--- EXERCISE GOAL ---
Your answer should consist of every line in the records that holds "lace".

Point localization data
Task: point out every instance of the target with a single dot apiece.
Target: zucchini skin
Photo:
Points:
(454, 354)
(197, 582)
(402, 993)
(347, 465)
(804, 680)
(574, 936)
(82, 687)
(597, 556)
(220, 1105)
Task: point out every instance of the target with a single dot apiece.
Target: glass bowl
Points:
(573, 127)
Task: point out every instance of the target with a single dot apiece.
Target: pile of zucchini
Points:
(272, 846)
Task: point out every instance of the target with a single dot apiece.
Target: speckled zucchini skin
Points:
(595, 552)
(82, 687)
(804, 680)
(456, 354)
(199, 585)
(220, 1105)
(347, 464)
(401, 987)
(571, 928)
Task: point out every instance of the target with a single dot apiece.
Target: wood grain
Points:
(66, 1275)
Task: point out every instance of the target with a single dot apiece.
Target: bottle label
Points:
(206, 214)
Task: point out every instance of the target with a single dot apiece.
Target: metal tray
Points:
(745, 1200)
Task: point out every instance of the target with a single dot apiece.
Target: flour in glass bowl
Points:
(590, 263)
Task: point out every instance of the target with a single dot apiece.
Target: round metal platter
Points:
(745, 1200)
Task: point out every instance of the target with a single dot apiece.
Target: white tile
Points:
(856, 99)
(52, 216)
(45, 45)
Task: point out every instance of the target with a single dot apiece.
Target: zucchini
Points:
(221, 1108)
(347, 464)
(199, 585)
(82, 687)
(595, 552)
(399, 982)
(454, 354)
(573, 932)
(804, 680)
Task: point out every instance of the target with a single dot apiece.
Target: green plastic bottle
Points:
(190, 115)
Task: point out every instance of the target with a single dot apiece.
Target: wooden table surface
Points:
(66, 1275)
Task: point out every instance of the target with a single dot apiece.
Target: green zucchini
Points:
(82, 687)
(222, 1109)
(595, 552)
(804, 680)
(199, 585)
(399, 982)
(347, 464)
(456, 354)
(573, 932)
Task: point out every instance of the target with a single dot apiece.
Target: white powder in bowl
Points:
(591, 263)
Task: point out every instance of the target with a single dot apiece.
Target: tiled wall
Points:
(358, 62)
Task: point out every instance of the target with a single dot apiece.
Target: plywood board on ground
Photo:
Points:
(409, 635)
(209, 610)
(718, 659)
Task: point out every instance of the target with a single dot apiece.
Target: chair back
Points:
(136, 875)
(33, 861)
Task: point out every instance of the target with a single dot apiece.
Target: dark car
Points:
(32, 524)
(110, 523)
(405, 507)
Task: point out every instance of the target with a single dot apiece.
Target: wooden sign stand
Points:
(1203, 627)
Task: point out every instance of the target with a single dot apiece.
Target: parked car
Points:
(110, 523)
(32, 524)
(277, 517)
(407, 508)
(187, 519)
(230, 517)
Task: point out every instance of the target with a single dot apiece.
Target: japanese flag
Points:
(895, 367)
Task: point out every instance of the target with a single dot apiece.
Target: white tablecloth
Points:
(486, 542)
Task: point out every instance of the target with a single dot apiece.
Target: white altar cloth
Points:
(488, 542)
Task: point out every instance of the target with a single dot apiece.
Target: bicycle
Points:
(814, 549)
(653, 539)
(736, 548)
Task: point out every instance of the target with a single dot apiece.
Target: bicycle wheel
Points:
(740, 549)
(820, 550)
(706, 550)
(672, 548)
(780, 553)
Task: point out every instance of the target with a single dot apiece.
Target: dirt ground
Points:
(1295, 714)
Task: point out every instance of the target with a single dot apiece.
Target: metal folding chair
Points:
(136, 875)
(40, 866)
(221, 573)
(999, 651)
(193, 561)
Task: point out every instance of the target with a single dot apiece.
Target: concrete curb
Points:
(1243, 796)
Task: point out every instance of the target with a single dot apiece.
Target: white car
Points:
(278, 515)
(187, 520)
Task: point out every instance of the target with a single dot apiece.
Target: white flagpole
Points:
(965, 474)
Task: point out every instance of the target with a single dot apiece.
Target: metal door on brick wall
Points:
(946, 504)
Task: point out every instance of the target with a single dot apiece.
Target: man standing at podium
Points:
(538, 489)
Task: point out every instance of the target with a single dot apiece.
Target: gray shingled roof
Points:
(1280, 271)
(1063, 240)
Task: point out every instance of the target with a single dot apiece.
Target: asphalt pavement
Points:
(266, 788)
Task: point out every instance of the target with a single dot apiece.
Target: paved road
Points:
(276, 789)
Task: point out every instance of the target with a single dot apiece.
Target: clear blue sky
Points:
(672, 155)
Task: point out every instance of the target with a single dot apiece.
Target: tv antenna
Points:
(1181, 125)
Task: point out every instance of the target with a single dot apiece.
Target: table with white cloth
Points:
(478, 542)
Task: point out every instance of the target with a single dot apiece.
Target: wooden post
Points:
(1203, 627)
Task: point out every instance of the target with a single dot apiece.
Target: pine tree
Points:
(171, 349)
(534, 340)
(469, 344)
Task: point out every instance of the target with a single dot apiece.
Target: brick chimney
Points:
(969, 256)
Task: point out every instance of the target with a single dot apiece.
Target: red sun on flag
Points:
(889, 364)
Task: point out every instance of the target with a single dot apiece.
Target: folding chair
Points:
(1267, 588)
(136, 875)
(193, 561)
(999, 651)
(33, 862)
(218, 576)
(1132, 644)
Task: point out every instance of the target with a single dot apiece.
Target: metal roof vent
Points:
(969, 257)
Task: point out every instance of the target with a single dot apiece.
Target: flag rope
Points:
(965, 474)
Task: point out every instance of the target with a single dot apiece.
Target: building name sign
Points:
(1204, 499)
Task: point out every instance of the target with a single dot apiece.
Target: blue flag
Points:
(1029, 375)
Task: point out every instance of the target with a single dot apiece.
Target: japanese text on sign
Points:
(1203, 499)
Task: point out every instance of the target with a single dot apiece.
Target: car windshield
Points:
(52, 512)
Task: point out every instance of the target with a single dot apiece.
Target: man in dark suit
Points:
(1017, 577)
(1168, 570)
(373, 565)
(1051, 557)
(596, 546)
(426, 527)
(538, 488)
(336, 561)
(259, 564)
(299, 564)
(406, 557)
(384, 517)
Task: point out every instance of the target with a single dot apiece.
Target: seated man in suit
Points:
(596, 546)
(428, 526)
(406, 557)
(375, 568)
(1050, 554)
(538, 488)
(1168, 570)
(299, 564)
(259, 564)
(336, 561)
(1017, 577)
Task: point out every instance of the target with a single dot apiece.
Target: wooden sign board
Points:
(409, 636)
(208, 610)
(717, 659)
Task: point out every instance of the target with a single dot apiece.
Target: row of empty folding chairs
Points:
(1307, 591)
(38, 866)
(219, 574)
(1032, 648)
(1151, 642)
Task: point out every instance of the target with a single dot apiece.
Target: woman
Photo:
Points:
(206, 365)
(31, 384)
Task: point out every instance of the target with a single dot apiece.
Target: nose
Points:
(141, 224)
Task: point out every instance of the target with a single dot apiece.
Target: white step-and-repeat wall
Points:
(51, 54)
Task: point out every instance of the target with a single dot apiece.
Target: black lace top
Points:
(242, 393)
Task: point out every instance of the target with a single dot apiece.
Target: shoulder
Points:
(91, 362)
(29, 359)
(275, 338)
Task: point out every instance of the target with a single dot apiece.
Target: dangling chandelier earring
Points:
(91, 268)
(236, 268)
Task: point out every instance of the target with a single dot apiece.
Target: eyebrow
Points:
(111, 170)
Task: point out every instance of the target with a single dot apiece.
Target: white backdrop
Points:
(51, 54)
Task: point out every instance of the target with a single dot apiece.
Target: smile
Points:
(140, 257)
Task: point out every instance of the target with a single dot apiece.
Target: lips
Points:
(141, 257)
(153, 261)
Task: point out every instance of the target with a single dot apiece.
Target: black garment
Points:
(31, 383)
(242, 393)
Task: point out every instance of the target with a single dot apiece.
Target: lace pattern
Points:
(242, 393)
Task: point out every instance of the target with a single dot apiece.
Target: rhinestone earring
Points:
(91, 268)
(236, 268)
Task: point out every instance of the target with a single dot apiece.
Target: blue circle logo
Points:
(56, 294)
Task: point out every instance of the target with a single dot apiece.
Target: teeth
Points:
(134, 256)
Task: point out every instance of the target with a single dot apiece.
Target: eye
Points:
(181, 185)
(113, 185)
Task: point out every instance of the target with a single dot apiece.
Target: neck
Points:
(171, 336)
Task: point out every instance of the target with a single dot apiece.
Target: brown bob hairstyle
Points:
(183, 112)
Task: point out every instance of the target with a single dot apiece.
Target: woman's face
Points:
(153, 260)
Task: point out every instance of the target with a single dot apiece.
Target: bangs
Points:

--- ANSWER BOX ---
Target: black lace top
Target: lace pattern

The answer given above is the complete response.